• EXERCISE DETAILS
Once the line with "Query: gold wire-rimmed glasses" is found in the data, output it and each following line exactly, up to and including the line with "like [410, 353].", and nothing before or after.

• EXERCISE DATA

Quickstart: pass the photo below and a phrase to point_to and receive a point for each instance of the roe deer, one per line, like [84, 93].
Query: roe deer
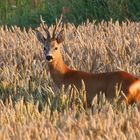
[94, 83]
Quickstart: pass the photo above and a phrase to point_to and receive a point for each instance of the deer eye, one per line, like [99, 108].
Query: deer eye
[55, 48]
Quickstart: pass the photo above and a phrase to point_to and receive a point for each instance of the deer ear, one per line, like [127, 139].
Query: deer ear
[60, 37]
[40, 37]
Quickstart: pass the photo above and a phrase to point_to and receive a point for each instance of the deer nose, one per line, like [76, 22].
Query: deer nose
[49, 57]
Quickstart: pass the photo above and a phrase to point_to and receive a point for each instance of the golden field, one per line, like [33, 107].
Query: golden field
[31, 106]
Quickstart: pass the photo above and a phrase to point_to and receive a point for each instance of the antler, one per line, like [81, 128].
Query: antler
[44, 28]
[56, 26]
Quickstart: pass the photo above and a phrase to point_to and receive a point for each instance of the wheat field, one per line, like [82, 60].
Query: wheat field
[33, 108]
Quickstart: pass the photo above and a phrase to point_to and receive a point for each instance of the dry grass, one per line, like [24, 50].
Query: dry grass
[32, 108]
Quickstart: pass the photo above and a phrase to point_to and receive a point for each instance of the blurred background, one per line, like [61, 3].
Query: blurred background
[26, 13]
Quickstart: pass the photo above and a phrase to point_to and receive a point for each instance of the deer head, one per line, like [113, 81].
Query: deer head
[51, 44]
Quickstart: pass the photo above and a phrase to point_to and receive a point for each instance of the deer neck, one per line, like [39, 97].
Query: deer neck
[57, 70]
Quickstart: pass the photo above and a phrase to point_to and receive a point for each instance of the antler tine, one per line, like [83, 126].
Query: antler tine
[57, 25]
[44, 28]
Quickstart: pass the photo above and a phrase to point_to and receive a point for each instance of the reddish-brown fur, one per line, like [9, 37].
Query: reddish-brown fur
[94, 83]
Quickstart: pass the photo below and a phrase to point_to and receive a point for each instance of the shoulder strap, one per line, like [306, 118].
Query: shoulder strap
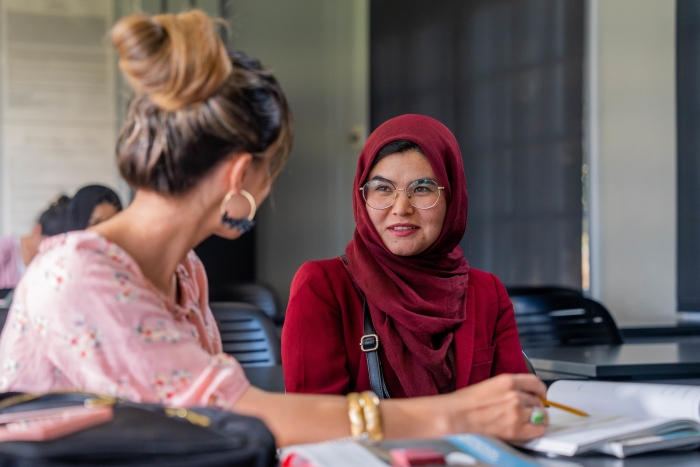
[370, 346]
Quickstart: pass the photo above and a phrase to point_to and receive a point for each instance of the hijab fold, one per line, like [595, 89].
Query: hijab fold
[416, 302]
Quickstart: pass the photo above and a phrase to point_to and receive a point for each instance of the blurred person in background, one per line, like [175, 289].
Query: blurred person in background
[17, 252]
[91, 205]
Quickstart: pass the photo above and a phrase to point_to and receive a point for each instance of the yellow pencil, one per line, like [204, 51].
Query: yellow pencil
[566, 408]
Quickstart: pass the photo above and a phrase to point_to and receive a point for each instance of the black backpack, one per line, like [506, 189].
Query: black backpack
[142, 435]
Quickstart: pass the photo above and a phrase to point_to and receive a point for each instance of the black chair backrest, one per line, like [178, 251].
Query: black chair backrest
[247, 334]
[253, 293]
[563, 320]
[518, 291]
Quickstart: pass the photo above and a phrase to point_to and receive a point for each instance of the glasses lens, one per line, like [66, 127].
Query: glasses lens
[424, 193]
[379, 194]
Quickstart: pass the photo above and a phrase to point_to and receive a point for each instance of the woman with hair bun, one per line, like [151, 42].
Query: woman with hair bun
[91, 205]
[121, 308]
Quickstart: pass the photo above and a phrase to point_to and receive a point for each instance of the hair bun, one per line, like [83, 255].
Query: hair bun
[176, 60]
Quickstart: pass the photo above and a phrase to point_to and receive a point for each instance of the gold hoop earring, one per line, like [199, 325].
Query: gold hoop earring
[253, 207]
[249, 197]
[243, 224]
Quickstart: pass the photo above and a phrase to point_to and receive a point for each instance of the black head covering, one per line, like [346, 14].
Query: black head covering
[84, 202]
[53, 221]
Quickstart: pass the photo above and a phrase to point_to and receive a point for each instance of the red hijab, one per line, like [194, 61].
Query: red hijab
[416, 302]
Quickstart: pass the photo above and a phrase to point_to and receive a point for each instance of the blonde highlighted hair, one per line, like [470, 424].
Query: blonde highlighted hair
[196, 104]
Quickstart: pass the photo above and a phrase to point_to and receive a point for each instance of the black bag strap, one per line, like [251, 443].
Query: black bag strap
[370, 346]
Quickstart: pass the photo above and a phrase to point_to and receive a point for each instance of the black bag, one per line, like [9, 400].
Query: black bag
[142, 435]
[369, 344]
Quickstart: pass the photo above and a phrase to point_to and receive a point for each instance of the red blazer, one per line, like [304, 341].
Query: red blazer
[322, 330]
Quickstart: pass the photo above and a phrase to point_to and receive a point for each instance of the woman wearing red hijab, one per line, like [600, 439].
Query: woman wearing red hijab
[441, 325]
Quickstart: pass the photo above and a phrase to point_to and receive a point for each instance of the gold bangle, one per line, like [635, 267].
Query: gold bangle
[356, 414]
[372, 415]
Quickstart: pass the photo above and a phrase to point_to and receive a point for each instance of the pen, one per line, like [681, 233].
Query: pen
[566, 408]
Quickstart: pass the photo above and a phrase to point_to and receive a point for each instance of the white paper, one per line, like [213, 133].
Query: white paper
[656, 400]
[349, 454]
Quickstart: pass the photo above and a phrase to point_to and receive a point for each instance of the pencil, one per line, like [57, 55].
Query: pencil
[566, 408]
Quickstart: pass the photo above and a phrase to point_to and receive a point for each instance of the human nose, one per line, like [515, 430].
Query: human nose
[402, 205]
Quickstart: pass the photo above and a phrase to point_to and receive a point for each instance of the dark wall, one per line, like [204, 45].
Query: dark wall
[506, 76]
[688, 125]
[227, 261]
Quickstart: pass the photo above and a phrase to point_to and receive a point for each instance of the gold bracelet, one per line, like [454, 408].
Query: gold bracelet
[356, 414]
[372, 415]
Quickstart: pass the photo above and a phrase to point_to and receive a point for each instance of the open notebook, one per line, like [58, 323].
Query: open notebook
[625, 418]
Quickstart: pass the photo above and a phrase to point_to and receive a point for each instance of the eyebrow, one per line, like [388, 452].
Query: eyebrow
[382, 179]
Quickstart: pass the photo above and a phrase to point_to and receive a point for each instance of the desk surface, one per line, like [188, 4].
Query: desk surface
[632, 361]
[652, 459]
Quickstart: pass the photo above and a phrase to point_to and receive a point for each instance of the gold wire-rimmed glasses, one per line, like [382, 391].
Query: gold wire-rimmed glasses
[380, 193]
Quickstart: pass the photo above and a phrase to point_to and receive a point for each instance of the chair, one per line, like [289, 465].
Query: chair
[253, 293]
[563, 320]
[247, 334]
[519, 291]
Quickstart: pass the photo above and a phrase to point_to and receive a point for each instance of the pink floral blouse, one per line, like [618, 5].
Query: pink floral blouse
[84, 317]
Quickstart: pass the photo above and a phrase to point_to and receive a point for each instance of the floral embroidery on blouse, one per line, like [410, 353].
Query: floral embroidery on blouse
[118, 389]
[19, 317]
[41, 325]
[158, 332]
[126, 292]
[115, 253]
[9, 368]
[57, 274]
[167, 386]
[85, 340]
[94, 322]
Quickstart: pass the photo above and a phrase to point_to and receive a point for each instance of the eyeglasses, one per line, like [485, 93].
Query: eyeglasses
[381, 194]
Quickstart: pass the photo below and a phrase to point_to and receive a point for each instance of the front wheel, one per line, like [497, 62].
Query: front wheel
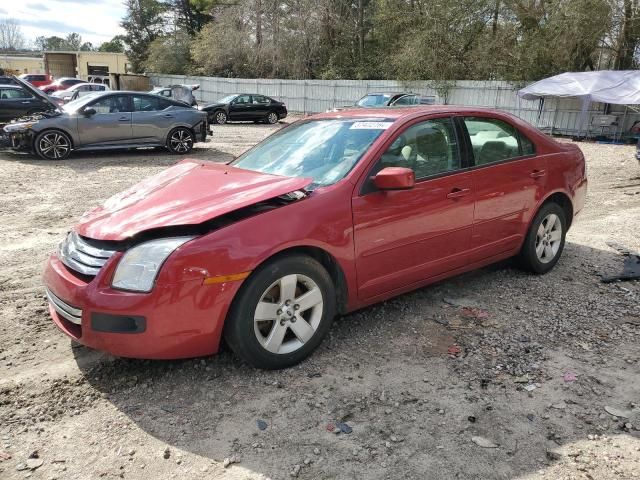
[180, 141]
[281, 313]
[272, 118]
[544, 242]
[220, 117]
[52, 145]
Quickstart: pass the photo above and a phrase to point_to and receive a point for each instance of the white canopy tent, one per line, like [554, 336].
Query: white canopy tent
[621, 87]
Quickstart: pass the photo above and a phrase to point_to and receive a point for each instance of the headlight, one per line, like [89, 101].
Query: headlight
[139, 267]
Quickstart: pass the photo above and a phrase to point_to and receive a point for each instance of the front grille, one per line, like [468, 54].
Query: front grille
[77, 254]
[73, 314]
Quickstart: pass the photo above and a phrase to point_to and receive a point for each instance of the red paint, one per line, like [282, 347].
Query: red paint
[385, 242]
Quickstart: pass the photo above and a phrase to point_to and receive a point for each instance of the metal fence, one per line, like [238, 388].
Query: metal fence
[557, 116]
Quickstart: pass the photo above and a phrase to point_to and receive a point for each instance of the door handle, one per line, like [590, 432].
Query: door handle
[458, 192]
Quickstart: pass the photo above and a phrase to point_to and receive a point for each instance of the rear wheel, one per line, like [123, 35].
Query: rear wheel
[281, 313]
[544, 242]
[180, 140]
[52, 145]
[220, 117]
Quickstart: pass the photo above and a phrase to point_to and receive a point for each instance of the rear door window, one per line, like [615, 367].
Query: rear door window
[494, 140]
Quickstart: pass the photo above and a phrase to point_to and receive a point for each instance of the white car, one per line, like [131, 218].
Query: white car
[79, 90]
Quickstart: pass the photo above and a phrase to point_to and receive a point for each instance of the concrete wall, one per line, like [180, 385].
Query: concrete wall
[19, 65]
[560, 116]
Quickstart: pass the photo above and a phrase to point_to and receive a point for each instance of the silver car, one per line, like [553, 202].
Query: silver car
[109, 120]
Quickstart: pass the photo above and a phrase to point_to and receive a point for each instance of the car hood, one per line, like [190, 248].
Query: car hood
[37, 92]
[210, 106]
[189, 193]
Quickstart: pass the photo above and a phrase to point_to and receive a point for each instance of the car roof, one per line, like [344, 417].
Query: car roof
[397, 113]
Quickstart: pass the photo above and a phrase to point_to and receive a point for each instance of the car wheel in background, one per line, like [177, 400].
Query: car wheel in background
[272, 118]
[544, 242]
[52, 145]
[220, 117]
[180, 140]
[281, 313]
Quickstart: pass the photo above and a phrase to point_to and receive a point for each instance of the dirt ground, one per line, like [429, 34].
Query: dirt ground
[492, 374]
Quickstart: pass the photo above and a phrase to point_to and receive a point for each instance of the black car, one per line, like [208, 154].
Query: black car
[16, 101]
[388, 99]
[245, 107]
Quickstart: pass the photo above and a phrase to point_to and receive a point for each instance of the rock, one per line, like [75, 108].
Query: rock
[230, 461]
[33, 463]
[617, 412]
[262, 425]
[484, 442]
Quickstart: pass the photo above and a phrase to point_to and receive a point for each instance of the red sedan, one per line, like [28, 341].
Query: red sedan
[331, 214]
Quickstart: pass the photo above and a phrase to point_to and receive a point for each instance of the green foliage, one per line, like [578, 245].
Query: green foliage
[169, 54]
[115, 45]
[515, 40]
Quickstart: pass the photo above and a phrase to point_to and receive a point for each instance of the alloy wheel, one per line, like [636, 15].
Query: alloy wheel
[288, 314]
[548, 238]
[221, 118]
[181, 141]
[54, 146]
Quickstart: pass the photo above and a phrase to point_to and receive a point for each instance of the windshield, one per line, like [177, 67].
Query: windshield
[80, 102]
[373, 100]
[226, 99]
[325, 150]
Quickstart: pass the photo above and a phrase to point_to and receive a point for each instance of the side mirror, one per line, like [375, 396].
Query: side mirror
[395, 178]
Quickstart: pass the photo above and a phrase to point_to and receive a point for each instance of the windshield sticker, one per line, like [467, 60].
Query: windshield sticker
[370, 125]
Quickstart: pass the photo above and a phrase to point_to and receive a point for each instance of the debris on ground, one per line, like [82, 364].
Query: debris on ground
[262, 425]
[484, 442]
[618, 412]
[630, 267]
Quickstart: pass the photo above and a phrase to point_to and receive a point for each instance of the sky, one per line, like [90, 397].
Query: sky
[96, 21]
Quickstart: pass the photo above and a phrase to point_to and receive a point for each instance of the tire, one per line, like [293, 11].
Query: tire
[272, 118]
[220, 117]
[180, 141]
[289, 332]
[52, 145]
[544, 242]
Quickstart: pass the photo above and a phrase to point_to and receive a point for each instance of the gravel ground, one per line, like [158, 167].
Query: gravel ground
[492, 374]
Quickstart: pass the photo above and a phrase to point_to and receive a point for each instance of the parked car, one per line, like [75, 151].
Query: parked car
[244, 107]
[37, 79]
[374, 100]
[17, 101]
[61, 84]
[184, 93]
[79, 90]
[329, 215]
[107, 120]
[4, 80]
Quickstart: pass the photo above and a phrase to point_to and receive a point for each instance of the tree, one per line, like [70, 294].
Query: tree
[115, 45]
[11, 37]
[169, 54]
[143, 23]
[73, 42]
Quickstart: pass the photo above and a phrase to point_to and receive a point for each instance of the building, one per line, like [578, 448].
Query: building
[17, 65]
[85, 65]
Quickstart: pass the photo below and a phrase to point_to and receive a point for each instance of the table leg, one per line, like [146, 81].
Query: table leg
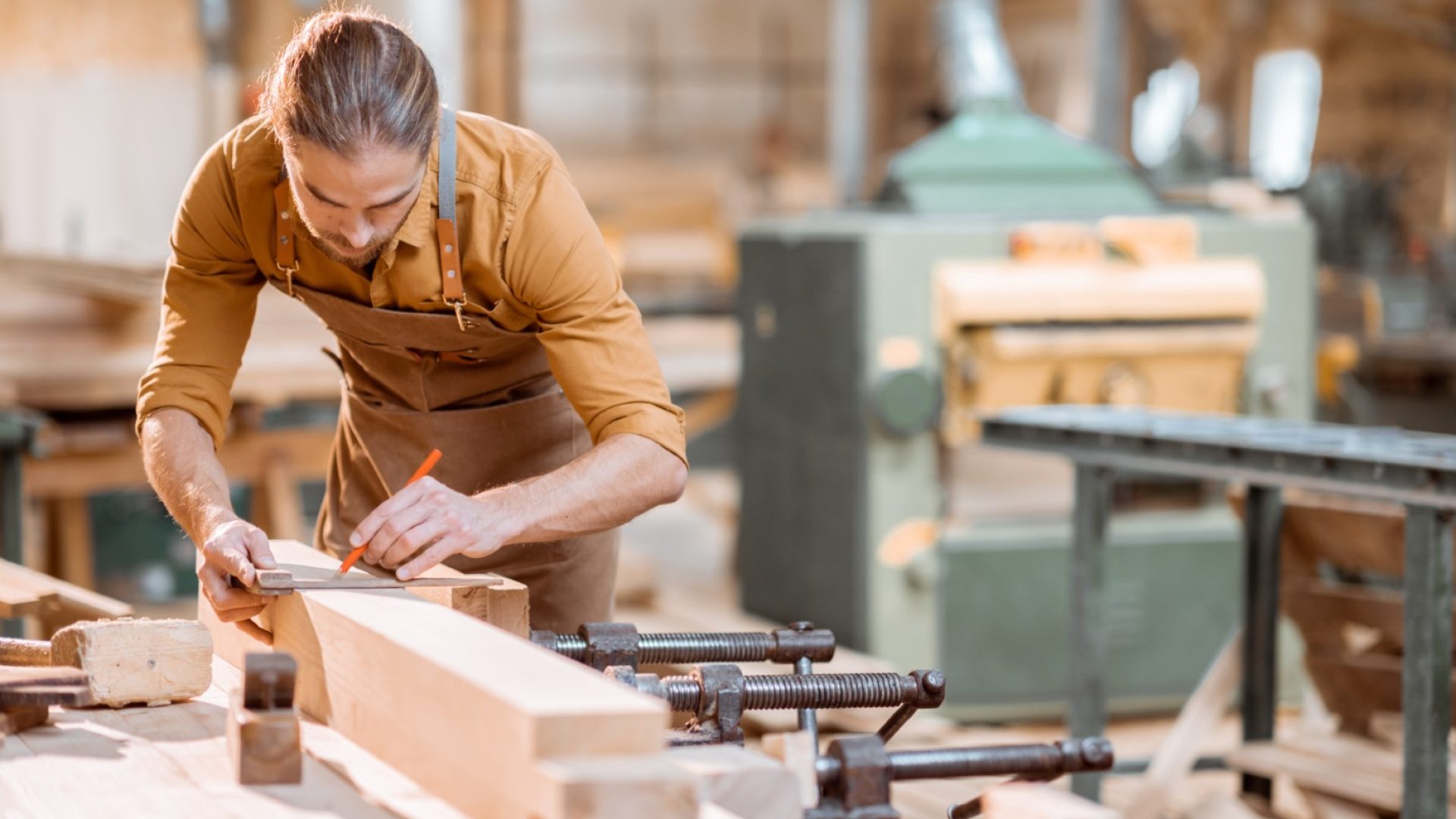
[1426, 670]
[1088, 637]
[1263, 519]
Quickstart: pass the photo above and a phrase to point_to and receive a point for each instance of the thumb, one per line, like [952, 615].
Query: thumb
[259, 551]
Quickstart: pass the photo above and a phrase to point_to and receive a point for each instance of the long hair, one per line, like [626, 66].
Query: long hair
[353, 82]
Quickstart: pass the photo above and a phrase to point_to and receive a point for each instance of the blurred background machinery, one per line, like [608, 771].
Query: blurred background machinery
[1005, 262]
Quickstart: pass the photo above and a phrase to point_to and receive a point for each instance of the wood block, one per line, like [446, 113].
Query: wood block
[1038, 802]
[743, 781]
[1331, 808]
[264, 744]
[618, 787]
[28, 686]
[443, 697]
[506, 604]
[19, 717]
[150, 662]
[72, 602]
[1345, 767]
[797, 752]
[1199, 717]
[24, 651]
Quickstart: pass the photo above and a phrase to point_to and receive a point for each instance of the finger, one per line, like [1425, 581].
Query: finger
[258, 550]
[411, 494]
[413, 541]
[430, 557]
[394, 529]
[221, 595]
[234, 615]
[255, 632]
[237, 564]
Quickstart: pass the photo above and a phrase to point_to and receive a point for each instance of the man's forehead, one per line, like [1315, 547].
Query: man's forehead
[369, 180]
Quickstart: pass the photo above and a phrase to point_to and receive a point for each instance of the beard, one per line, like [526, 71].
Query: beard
[329, 243]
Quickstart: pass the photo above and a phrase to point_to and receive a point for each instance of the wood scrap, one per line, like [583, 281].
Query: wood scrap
[71, 602]
[1174, 760]
[504, 604]
[1331, 808]
[1223, 806]
[745, 781]
[15, 651]
[637, 579]
[797, 752]
[15, 719]
[419, 687]
[1341, 765]
[28, 686]
[159, 763]
[1022, 800]
[127, 661]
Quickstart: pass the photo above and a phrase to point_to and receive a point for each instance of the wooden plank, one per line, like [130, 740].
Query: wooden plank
[72, 602]
[158, 763]
[504, 604]
[1329, 808]
[745, 781]
[149, 662]
[19, 598]
[1196, 722]
[73, 547]
[1038, 802]
[1341, 765]
[296, 577]
[443, 697]
[277, 506]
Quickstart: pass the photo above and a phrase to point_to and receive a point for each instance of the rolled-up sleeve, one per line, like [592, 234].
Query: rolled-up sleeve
[209, 300]
[558, 265]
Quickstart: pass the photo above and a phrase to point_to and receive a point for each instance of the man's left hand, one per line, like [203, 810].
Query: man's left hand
[428, 515]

• RESULT FOR THIS EXERCISE
Query: gold wire-rimmed glasses
[380, 193]
Quickstart: pass the photo above and a phrase to point_to and receive a point for each instance of the chair, one per line, like [289, 465].
Query: chair
[253, 293]
[563, 320]
[247, 334]
[519, 291]
Quickstart: pass the photo above and a phrase to point_to and receive a point for each instance of the pink floral blouse, one per line, like [618, 5].
Query: pink floral blouse
[84, 317]
Quickstart: pass the photo above and a phrase to point_to and receive a point for each instance of the floral embroidery on blouse, one per line, like [410, 353].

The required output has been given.